**Work to be completed**: Reproduce the following lines verbatim.

[Labeled shape records]
########

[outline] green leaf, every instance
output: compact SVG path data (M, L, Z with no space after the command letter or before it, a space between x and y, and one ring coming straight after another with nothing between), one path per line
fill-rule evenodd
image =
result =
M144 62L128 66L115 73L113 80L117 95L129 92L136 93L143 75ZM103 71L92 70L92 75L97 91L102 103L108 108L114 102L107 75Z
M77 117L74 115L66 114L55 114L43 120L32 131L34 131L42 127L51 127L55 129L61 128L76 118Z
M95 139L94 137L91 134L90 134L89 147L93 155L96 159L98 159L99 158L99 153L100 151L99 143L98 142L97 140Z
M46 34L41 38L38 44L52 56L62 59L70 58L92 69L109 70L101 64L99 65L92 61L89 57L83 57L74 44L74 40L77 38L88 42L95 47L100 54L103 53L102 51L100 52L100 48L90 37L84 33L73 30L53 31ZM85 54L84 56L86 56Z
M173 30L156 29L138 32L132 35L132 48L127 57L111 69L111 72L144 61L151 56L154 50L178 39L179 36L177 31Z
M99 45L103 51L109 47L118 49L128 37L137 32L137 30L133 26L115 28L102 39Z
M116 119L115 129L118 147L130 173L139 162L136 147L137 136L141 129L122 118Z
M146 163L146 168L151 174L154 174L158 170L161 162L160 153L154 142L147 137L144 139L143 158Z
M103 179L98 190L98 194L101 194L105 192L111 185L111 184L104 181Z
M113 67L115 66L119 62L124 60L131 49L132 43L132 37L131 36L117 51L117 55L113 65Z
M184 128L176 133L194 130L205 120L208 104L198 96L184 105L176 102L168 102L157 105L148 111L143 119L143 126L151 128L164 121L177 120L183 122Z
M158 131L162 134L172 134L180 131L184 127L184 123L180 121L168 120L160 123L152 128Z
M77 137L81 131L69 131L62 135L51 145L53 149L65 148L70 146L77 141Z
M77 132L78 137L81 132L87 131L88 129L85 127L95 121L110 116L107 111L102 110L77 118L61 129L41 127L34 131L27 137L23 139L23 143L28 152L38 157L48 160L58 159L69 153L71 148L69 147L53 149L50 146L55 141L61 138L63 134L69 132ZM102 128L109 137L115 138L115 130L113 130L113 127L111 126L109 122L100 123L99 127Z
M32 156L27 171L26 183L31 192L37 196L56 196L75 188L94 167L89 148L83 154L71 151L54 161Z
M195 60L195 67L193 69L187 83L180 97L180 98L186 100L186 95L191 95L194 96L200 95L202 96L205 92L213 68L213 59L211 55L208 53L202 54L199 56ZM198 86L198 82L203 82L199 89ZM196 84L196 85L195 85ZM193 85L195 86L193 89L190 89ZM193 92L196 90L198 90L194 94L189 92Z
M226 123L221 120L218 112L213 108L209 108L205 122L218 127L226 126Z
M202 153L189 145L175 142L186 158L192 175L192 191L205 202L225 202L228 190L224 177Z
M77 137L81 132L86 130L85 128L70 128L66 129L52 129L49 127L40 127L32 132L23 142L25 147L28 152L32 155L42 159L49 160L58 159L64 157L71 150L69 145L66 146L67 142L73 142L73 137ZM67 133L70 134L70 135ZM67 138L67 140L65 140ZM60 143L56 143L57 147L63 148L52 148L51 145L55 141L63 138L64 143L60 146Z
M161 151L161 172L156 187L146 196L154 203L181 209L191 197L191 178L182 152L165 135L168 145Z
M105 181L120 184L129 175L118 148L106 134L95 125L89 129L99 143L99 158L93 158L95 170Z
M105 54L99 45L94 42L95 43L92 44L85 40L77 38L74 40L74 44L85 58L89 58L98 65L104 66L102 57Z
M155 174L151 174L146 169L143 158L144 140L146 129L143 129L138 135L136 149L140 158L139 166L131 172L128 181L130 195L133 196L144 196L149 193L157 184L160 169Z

########

**Task output**:
[outline] green leaf, every instance
output: compact SVG path data (M, L, Z with no space after the command letter or before it, a space between x and y, and one ring coming straight after another with nothing between), one path per line
fill-rule evenodd
image =
result =
M144 62L128 66L115 73L113 80L117 95L129 92L136 93L143 75ZM103 71L92 70L92 75L97 91L102 103L108 108L114 102L107 75Z
M77 117L74 115L66 114L55 114L43 120L32 131L34 131L42 127L51 127L55 129L61 128L76 118Z
M95 139L94 137L91 134L90 134L89 147L93 155L96 159L98 159L99 158L99 153L100 151L99 143L98 142L97 140Z
M46 34L41 38L38 44L52 56L62 59L70 58L92 69L109 70L101 64L99 65L92 61L89 57L83 57L74 44L74 40L77 38L88 42L95 47L100 54L103 53L102 51L100 52L100 48L90 37L84 33L73 30L53 31ZM85 54L84 56L86 56Z
M173 30L156 29L138 32L132 35L132 48L127 57L111 69L111 72L144 61L151 56L154 50L178 39L179 36L177 31Z
M99 45L103 51L109 47L118 49L128 37L137 32L137 30L133 26L115 28L102 39Z
M116 119L115 129L118 147L130 173L139 162L136 147L137 136L141 129L122 118Z
M146 163L146 168L151 174L154 174L158 170L161 162L160 153L154 142L147 137L144 139L143 158Z
M103 179L98 190L98 194L101 194L105 192L111 185L111 184L104 181Z
M113 67L115 66L119 62L124 60L131 49L132 43L132 37L131 36L117 51L117 55L113 65Z
M184 128L176 133L194 130L205 120L208 104L198 96L184 105L176 102L168 102L157 105L148 111L143 119L143 126L151 128L164 121L177 120L183 122Z
M158 131L162 134L172 134L180 131L184 127L184 123L180 121L168 120L160 123L152 128Z
M77 137L81 131L69 131L62 135L51 145L53 149L65 148L70 146L77 141Z
M77 132L78 137L81 132L87 131L88 129L85 127L95 121L110 116L107 111L102 110L77 118L61 129L41 127L34 131L27 137L23 139L23 143L28 152L38 157L48 160L58 159L69 153L71 148L69 147L53 149L50 146L55 141L61 138L63 134L69 132ZM102 128L109 137L115 138L115 130L113 130L113 127L111 126L109 122L100 123L99 127Z
M32 156L27 171L26 183L31 192L37 196L56 196L75 188L94 167L89 148L83 154L71 151L54 161Z
M195 60L195 67L193 69L187 83L180 97L180 98L186 100L186 95L191 95L194 96L200 95L202 96L205 92L213 68L213 59L211 55L208 53L202 54L199 56ZM198 86L198 82L203 82L199 89ZM196 84L196 85L195 85ZM193 85L195 86L193 89L190 89ZM193 92L196 90L198 90L194 94L189 92Z
M226 123L221 120L218 112L213 108L209 108L205 122L218 127L226 126Z
M202 153L189 145L175 142L186 158L192 175L192 191L205 202L225 202L228 190L224 177Z
M77 137L81 132L86 130L85 128L70 128L66 129L52 129L49 127L40 127L32 132L23 142L25 147L28 152L32 155L42 159L49 160L58 159L64 157L71 150L69 145L66 146L67 142L73 142L73 137ZM67 133L70 134L70 135ZM67 138L67 140L65 140ZM60 143L56 143L57 147L63 148L52 148L51 145L55 141L63 138L64 143L60 146Z
M161 151L161 172L156 187L146 196L154 203L181 209L191 197L191 178L182 152L165 135L168 145Z
M105 181L120 184L129 175L118 148L106 134L95 125L89 129L99 143L99 158L93 158L95 170Z
M105 54L99 45L94 42L95 43L92 44L85 40L77 38L74 40L74 44L85 58L89 58L98 65L104 66L102 57Z
M155 174L151 174L146 169L143 158L144 140L146 129L143 129L138 135L136 149L140 158L139 166L131 172L128 181L130 195L133 196L144 196L149 193L157 184L160 169Z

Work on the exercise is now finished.